Given instruction 1. List the foods that the text on food budgeting names in its sentence beginning "So it will probably not be such a great idea to stock up on".

The kids were keen. It was school holidays, the fridge was an empty cavern, shopping day wasn’t until tomorrow, and we were all starving after a day outside. There was even a friend sleeping over, so another stomach to fill (and who knows what he would have reported to his parents if I didn’t feed him properly…).
So I dug deep.
Not deep into my wallet to shell out more than planned, but deep into the freezer. And there, lo and behold, I found the makings of a meal. Several meals, actually. It was much easier than I thought, and it seems we had been on autopilot – assuming that we needed takeaways like the day before.
Since takeaways are nowhere near “cheap as chips”, it pays to stick to the plan for our food spend. One way of not derailing the budget is to build up stores for when we need them.
Now there are heaps of things we know we are going to need, and buying them on special to store means the pantry can only get deeper.
But we need to distinguish here between coffee and beer. That’s the difference between the stuff that won’t tempt you into eating or drinking more of it – no matter how much of it there is lying around – and the goodies you just can’t resist. The first type is what we’re after. (I can have 20 pounds of coffee and home and I won’t drink more, but I can’t really say the same for beer.)
So it will probably not be such a great idea to stock up on lollies, juice, chocolate, biscuits or whatever else you can think of that the family foragers will end up demolishing in record time when they find it. If you do go down that route, you could try to hide it or lock it up, I suppose. Good luck.
“We just don’t need more of that around here,” said a family friend about ice cream when she was on a mission to shed weight. Out of sight…
So basically what we’re after are staples on sale. Not for emergency supplies for disasters like earthquakes or flooding – but food at the ready for when it seems like all we can do is get takeaways.
Food banking helps our dollars go further, means we have things on hand to make work lunches, and avoids extra shopping trips.
It’s near impossible to make it through a supermarket buying only the thing or two you need, right? I almost never do, especially when the kids are in tow.

(Records)
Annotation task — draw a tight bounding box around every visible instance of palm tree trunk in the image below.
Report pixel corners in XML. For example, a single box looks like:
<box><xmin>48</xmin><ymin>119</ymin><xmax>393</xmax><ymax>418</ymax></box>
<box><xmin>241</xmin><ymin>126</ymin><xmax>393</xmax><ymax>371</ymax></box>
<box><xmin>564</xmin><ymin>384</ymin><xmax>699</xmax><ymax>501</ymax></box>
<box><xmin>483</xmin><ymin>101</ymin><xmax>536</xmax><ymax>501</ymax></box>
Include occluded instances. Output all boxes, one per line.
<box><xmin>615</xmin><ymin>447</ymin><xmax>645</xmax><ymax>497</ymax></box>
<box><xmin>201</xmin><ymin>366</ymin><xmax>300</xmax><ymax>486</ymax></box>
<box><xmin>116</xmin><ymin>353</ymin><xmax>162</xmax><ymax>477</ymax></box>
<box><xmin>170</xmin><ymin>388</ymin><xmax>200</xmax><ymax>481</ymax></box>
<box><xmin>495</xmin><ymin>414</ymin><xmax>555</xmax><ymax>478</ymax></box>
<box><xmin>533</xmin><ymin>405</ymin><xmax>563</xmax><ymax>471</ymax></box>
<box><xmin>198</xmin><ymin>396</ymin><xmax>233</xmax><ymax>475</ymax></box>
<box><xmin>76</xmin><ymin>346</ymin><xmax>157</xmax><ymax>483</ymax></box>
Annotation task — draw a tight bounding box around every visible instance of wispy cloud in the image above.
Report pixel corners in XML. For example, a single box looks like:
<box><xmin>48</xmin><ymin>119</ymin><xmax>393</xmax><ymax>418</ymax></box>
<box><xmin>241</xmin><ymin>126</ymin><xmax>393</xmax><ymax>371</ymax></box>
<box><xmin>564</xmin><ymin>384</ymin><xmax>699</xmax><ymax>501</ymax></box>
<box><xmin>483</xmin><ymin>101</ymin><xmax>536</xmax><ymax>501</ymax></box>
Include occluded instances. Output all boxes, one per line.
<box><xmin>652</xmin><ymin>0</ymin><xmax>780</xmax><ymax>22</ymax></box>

Given instruction 2. Rescale the listing from the line containing "the image above." through the end of the listing, writing out every line again, requests included. Multiply each bounding-box coordinate in the answers by 1.3 and round to whole numbers, with halves rounding up.

Expected answer 1. Lollies, juice, chocolate, biscuits

Expected answer 2.
Annotation task — draw a tight bounding box around every visible instance of wispy cloud in the image above.
Report pixel corners in XML. For example, a single box looks like:
<box><xmin>48</xmin><ymin>119</ymin><xmax>393</xmax><ymax>418</ymax></box>
<box><xmin>241</xmin><ymin>126</ymin><xmax>393</xmax><ymax>371</ymax></box>
<box><xmin>564</xmin><ymin>384</ymin><xmax>699</xmax><ymax>501</ymax></box>
<box><xmin>483</xmin><ymin>101</ymin><xmax>536</xmax><ymax>501</ymax></box>
Include occluded instances. Output all boxes, one per line.
<box><xmin>848</xmin><ymin>0</ymin><xmax>1014</xmax><ymax>29</ymax></box>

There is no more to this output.